[Task list]
(A) List every heading that opens a paragraph in the Japan travel post.
(B) Reproduce the Japan travel post word for word from "Instagram Advertising. The" up to and including "into in Tokyo.".
(C) Condense the paragraph of the Japan travel post that begins "Exchange Marketplace." into a short bulleted list that keeps its main facts.

═══ Text segment

Busan and Shanghai are two additional cities that come to mind you can date like this and my brothas and sistas, ain’t no better experience than this video. You meet someone, exchange Line/WhatsApp messaging information and you both plan to meet somewhere in Tokyo. I usually wait inside the Shinjuku train station near Odakyu and she know where to find me, only black guy standing there. Don’t think I dated only Japanese girls, I had some fine Blasian and Thai sistas (Thai sisters are beautiful) we met up in Japan and walked around holding hands looking for somewhere to eat or a venue to have fun or a cat café to sit down and play with cats or do karoke – this info is the only reason/justification you want to go to Japan is to be single and date like this; it’s worth it.
I wrote all of that above based on that video – told you that was my favorite video and now you see how it makes me feel and I could have kept going. Let me stop thinking about that beautiful awesome video because I’m catching some feels right now about Japan and dating there, just an awesome and beautiful experience.
But here is are other things when I visited Japan, I didn’t realize and discovered but being on the ground taught me a lot.
Instagram Advertising. The signage in the picture above is at the bus terminal station in Shinjuku and the sign is from a women clothing store called NEWoMan or “New Woman” – they would show Instagram photos of their clothing line on this digital signage. This is awesome because they can just run their advertising from Instagram and build up followers this way for social shopping. We looking at doing the same thing with QR codes to help people see ads like this, scan qr code to follow merchants on social media – our new platform has this capability thanks to this all-time favorite inspiration we ran into in Tokyo.
Garbage Disposal. I would wake up early in the morning since sunrise is about 4:30am and no one is up except drunk salarymen sleeping on sidewalks, gigantic crows eating out of garbage bins and watching garbage trucks running their route. I noticed in Tokyo like New York, they had private companies running their set routes and realize we don’t have our own routes and wrote an article about this as well – this is a major revenue stream we just totally ignored. I did not come to Tokyo looking into garbage disposal operation but this was a great realization as well.
Exchange Marketplace. It was not the fish market auction that inspired me about creating exchanges – it was the flower auction at Ota market that you don’t see on TV but I learned about you can go and watch it operate. That’s when I realize our community does not have but need exchange marketplaces to run supply chains. Wholesalers bid on flowers and can sell at a nearby vendor and ship to florists – imagine if we ran this full stack supply chain in our hoods from wholesale market to retail market. Our upcoming exchange platform DBEXX has been improved out of this firsthand witness of this experience.
Upscale Resale. Most resale shops here in America are nothing but than bland displays while in Tokyo, they have franchises that sell everything from used iPhones to used Louis Vuitton and some in Shinjuku sells Hermes and Versace used. They do a lot of clienteling in Tokyo from the pawn experience to the actual selling – I love the professionalism of the salesman wrapping up the used Louis Vuitton I’m getting for one of my chicks back in Atlanta especially at the Roppongi store near the Hard Rock Café gift shop. Yeah, that’s how I do my women – lol at these standoffish sistas in Atlanta who have to buy their own used Louis Vuitton from Dillard’s, lol. But this is a nice pipeline because Japanese people don’t buy used luxury so they sell these to foreigners and we can probably get them wholesale from Japan.

══════
═══ Dataset entries

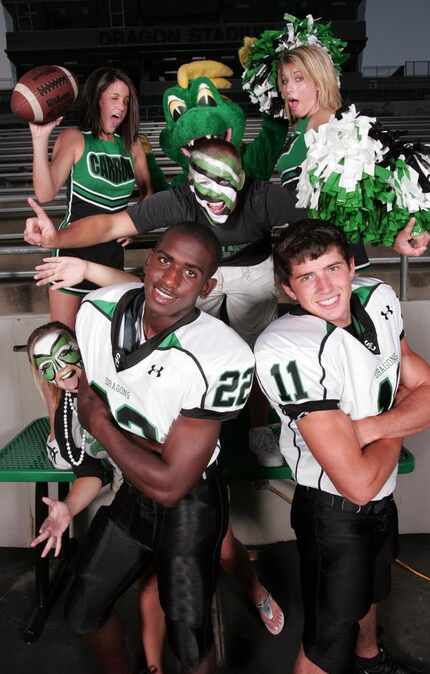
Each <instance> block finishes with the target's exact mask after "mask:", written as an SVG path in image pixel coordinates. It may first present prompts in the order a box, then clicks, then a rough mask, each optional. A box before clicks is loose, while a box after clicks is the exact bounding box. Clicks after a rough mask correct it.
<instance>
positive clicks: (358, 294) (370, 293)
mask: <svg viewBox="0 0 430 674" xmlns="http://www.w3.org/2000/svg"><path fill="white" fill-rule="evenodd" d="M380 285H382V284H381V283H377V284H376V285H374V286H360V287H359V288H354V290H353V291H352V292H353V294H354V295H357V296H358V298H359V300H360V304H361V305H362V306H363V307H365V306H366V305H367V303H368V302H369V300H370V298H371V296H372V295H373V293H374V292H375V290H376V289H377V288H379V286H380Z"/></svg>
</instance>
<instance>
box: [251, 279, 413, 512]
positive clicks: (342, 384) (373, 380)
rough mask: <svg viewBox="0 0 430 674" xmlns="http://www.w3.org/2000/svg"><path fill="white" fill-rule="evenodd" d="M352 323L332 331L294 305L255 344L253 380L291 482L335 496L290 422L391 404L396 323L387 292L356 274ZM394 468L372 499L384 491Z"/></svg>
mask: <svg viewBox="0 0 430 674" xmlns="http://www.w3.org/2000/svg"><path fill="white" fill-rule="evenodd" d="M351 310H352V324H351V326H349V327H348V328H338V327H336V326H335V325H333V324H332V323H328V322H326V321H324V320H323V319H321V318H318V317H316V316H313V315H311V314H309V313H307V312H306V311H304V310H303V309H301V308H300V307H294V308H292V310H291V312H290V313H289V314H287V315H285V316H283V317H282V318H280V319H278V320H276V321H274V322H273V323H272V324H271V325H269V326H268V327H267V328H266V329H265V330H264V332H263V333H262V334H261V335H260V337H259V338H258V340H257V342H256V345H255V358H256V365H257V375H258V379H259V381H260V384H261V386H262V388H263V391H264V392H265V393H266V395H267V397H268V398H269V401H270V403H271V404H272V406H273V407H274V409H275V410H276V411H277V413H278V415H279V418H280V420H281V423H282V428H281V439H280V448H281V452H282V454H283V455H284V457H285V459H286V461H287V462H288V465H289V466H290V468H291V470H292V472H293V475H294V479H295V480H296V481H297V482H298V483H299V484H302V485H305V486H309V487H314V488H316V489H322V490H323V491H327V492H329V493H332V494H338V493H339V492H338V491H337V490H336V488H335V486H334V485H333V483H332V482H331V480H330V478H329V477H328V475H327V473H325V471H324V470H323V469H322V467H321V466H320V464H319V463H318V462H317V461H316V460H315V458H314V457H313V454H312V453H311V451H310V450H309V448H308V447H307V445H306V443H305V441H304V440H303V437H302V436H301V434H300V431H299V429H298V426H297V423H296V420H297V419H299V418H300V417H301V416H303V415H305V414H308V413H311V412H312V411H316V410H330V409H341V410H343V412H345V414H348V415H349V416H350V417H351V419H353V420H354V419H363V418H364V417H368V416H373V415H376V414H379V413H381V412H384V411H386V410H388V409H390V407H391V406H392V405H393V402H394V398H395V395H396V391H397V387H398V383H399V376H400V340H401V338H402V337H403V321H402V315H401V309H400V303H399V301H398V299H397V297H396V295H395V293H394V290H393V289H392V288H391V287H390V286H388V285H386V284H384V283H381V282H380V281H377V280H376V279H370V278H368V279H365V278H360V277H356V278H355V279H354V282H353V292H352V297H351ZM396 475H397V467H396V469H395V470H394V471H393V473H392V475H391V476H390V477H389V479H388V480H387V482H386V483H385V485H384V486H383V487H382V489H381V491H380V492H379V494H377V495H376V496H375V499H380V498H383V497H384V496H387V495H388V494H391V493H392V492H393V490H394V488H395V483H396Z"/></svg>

══════

[Set of answers]
(A)
Instagram Advertising
Garbage Disposal
Exchange Marketplace
Upscale Resale

(B)
Instagram Advertising. The signage in the picture above is at the bus terminal station in Shinjuku and the sign is from a women clothing store called NEWoMan or “New Woman” – they would show Instagram photos of their clothing line on this digital signage. This is awesome because they can just run their advertising from Instagram and build up followers this way for social shopping. We looking at doing the same thing with QR codes to help people see ads like this, scan qr code to follow merchants on social media – our new platform has this capability thanks to this all-time favorite inspiration we ran into in Tokyo.

(C)
- The inspiration for creating exchanges came from the flower auction at Ota market, not the fish market auction. The flower auction isn't shown on TV, but visitors can go and watch it operate.
- Seeing it, the writer realized the community lacks exchange marketplaces to run supply chains and needs them.
- At the auction, wholesalers bid on flowers, then sell them at a nearby vendor and ship them to florists.
- The writer imagines running this full-stack supply chain locally, from wholesale market to retail market.
- The upcoming exchange platform DBEXX was improved as a result of witnessing this firsthand.